* DIRECTIONS FOR THIS TASK:
Convert the lines of the data, from the line containing "target: chimney" through the end of the data, both ends included, into a JSON list of strings with one string per line and blank lines left out.

Image region outline data
* Begin *

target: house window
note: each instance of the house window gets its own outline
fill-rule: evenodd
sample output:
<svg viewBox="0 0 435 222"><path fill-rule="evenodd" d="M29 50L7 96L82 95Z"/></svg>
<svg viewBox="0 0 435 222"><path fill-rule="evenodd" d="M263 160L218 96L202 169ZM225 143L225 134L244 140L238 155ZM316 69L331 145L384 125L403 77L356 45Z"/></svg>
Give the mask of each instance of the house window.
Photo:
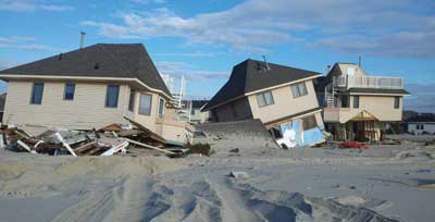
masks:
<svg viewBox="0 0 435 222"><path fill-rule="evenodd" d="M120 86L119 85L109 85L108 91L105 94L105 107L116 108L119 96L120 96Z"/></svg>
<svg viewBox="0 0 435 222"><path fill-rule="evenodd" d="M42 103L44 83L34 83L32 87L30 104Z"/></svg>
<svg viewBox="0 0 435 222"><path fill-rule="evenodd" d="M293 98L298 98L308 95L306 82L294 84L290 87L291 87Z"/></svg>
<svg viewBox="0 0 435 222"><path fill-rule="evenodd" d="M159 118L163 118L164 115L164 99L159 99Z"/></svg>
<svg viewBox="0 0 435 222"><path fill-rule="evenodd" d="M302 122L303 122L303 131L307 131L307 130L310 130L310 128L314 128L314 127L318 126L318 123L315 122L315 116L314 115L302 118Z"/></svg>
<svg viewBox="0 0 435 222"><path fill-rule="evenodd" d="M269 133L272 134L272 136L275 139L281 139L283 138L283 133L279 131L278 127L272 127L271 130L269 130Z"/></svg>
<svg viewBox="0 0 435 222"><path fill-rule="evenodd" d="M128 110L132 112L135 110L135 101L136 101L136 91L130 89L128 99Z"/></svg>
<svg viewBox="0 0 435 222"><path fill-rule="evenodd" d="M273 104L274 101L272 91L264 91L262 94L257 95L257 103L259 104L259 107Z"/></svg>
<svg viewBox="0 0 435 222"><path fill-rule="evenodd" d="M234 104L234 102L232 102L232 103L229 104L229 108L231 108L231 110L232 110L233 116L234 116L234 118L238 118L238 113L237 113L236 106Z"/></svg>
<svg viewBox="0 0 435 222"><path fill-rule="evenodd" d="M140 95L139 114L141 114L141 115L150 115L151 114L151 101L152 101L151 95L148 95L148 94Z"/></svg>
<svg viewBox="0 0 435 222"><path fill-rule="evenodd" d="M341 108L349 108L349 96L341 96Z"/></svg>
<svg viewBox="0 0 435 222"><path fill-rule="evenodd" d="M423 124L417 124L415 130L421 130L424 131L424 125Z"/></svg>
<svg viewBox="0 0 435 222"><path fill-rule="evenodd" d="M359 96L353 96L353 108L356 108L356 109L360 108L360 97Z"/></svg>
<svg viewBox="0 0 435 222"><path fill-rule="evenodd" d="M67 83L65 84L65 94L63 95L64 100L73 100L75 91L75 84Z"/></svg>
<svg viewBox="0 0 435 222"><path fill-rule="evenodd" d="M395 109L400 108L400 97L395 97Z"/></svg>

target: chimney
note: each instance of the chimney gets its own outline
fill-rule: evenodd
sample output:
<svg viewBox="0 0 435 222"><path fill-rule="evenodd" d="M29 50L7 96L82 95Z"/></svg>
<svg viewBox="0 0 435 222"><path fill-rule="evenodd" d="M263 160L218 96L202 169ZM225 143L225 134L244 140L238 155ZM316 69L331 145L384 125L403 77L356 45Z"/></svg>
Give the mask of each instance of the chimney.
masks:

* End *

* EXERCISE OUTPUT:
[
  "target: chimney",
  "note: each instance of the chimney gets its own outline",
  "fill-rule: evenodd",
  "sample output:",
  "<svg viewBox=\"0 0 435 222\"><path fill-rule=\"evenodd\" d=\"M29 50L7 96L82 95Z\"/></svg>",
  "<svg viewBox=\"0 0 435 222\"><path fill-rule=\"evenodd\" d=\"M263 160L218 96L202 169ZM225 143L225 134L244 140L238 155ZM316 69L331 145L384 125L403 77L356 45Z\"/></svg>",
  "Give the mask of each instance of the chimney.",
  "masks:"
]